抜粋本文 ->
<<<<

この文章は、寛政三博士(柴野栗山、尾藤二洲、古賀精里)の一人(中心的人物)である、柴野栗山が作ったものです。松平定信(楽翁公)は「寛政異学の禁」によって幕府の学問所・昌平黌での朱子学以外の学問を禁じました。栗山先生は、寛政三博士の一人として、楽翁公の意を受けて昌平黌を整備し、朱子学による幕政の復興を助けた人です。
江戸時代の漢文は、寛政三博士の頃から洗練されてくるのですが、栗山先生の文章には、まだ荒削りで、野暮ったいところがあります。
この文章は、栗山先生が、近畿地方へ旅行したときのことを題材にして、若者に学問の必要を説いた「進学三喩」の第三番目のものです。「進学三喩」は、今日の読者から見ると、成功した老人が若者を諭すお決まりの訓話のような印象を受けます。しかし、これを書いた当時の栗山先生はまだ39歳で、徳島藩儒という立場であり、中央に進出して八面六臂の活躍をするより以前の文章です。栗山先生は小成に安んぜず、この後も精進を重ねたのです。だから、この文章は自慢話の類ではなく、実感を記したものであったと分かります。

>>>>

実施課題 ->
上の抜粋本文の「この文章は、寛政三博士(柴野」から「る幕政の復興を助けた人です。」まで(両端を含む)を、「昌平黌」を「昌平坂学問所」に置き換えて書き改めること。

記録情報 ->
<<<<

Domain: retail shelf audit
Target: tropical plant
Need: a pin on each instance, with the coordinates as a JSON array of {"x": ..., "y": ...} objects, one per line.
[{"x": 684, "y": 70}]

>>>>

回答 ->
この文章は、寛政三博士(柴野栗山、尾藤二洲、古賀精里)の一人(中心的人物)である、柴野栗山が作ったものです。松平定信(楽翁公)は「寛政異学の禁」によって幕府の学問所・昌平坂学問所での朱子学以外の学問を禁じました。栗山先生は、寛政三博士の一人として、楽翁公の意を受けて昌平坂学問所を整備し、朱子学による幕政の復興を助けた人です。